Using the word "river" as the filter, copy each matching line from the records.

Dataset items
######
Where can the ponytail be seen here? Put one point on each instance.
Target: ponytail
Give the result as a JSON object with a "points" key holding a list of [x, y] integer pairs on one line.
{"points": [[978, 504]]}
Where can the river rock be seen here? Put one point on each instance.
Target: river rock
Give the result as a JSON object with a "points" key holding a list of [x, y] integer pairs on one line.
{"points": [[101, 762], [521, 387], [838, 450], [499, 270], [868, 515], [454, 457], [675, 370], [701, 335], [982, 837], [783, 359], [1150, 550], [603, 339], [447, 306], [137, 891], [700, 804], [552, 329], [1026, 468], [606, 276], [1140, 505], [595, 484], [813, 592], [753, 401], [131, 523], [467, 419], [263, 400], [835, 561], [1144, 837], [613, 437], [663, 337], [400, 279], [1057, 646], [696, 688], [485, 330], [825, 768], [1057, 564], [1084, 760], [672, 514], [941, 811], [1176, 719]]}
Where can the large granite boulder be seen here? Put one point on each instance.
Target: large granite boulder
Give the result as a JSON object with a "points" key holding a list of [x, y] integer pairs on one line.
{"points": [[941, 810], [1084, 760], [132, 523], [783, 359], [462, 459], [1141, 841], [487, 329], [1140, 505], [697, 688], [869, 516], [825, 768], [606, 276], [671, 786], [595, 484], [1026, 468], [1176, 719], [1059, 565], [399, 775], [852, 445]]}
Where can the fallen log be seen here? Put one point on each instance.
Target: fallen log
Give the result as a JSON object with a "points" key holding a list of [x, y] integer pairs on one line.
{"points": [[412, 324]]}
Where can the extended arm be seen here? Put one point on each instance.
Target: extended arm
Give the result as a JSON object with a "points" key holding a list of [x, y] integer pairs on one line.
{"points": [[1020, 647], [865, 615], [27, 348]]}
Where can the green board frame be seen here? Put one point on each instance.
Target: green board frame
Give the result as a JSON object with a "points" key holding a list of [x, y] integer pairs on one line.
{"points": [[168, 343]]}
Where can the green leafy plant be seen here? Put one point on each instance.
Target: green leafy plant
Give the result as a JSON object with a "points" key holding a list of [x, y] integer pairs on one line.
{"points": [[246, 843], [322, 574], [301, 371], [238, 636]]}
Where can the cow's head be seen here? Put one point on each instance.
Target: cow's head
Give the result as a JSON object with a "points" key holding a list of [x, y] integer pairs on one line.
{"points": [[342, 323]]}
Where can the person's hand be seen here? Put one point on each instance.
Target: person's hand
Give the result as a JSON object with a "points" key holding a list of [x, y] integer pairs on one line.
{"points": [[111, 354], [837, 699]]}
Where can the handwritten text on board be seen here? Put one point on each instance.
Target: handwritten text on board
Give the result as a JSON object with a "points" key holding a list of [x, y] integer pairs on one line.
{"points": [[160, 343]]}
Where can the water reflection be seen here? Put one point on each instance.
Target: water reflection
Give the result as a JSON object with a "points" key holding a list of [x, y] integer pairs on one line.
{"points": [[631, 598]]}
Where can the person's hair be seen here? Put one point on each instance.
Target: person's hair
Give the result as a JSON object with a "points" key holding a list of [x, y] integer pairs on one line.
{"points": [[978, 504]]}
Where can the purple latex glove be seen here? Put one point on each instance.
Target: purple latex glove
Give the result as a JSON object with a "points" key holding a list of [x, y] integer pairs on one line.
######
» Expected answer:
Where can the river rock be seen here? Put one point on each instance.
Target: river rock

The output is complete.